> _Stated problem_:
Reproduce the listing starting with the line containing "Above is an image. You are tasked with finding the blue" and going on through the line containing "top-left (234, 0), bottom-right (320, 240)", requests included, and shift every coordinate in the answers up by 17. Leave the requests and their format samples unchanged.

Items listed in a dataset
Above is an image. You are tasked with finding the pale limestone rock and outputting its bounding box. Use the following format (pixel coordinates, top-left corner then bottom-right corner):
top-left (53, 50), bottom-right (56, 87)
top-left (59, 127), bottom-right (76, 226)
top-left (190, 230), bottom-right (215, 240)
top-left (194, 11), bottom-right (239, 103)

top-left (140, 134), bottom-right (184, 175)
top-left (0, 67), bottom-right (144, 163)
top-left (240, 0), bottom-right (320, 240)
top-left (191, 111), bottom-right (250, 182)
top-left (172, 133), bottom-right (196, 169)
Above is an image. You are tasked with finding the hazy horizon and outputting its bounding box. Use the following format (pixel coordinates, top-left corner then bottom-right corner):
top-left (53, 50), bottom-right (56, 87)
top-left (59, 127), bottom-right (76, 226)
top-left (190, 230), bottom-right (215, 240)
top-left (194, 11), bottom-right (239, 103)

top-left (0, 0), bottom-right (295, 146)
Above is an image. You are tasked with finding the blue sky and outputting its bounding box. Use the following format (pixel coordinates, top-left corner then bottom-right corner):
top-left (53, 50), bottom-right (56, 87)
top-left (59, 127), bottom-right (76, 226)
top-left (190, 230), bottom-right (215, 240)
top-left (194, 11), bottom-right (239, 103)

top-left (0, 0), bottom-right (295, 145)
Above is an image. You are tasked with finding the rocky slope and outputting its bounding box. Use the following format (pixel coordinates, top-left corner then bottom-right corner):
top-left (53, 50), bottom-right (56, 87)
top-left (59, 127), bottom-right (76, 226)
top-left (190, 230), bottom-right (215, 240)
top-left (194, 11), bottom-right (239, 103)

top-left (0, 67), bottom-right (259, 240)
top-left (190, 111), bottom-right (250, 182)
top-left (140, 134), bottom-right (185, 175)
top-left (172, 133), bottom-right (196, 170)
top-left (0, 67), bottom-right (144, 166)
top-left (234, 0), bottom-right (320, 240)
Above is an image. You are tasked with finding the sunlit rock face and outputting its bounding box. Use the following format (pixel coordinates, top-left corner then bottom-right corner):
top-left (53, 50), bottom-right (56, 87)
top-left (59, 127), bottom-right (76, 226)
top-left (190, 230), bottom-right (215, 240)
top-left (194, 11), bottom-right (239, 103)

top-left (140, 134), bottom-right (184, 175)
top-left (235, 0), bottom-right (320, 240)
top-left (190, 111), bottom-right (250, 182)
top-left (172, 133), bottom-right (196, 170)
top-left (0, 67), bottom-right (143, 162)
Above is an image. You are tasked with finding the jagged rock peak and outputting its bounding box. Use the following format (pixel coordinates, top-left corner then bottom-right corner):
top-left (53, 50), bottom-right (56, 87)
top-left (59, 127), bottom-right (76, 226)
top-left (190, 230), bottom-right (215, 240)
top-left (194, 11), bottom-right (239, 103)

> _Written answer_:
Above is an image. You are tasked with finding the blue sky and outputting its bounding box. Use the following format (pixel coordinates, top-left corner then bottom-right corner):
top-left (53, 50), bottom-right (56, 87)
top-left (59, 127), bottom-right (76, 226)
top-left (190, 230), bottom-right (215, 240)
top-left (194, 11), bottom-right (239, 103)

top-left (17, 17), bottom-right (312, 162)
Above is an image. You are tasked with finding the rocky slope and outputting its bounding box. Use the following format (pixel coordinates, top-left corner then bottom-right corner):
top-left (53, 50), bottom-right (56, 87)
top-left (59, 127), bottom-right (76, 226)
top-left (190, 230), bottom-right (215, 240)
top-left (194, 11), bottom-right (239, 103)

top-left (17, 84), bottom-right (276, 257)
top-left (207, 128), bottom-right (267, 199)
top-left (157, 151), bottom-right (202, 192)
top-left (189, 150), bottom-right (213, 187)
top-left (17, 84), bottom-right (161, 183)
top-left (251, 17), bottom-right (337, 257)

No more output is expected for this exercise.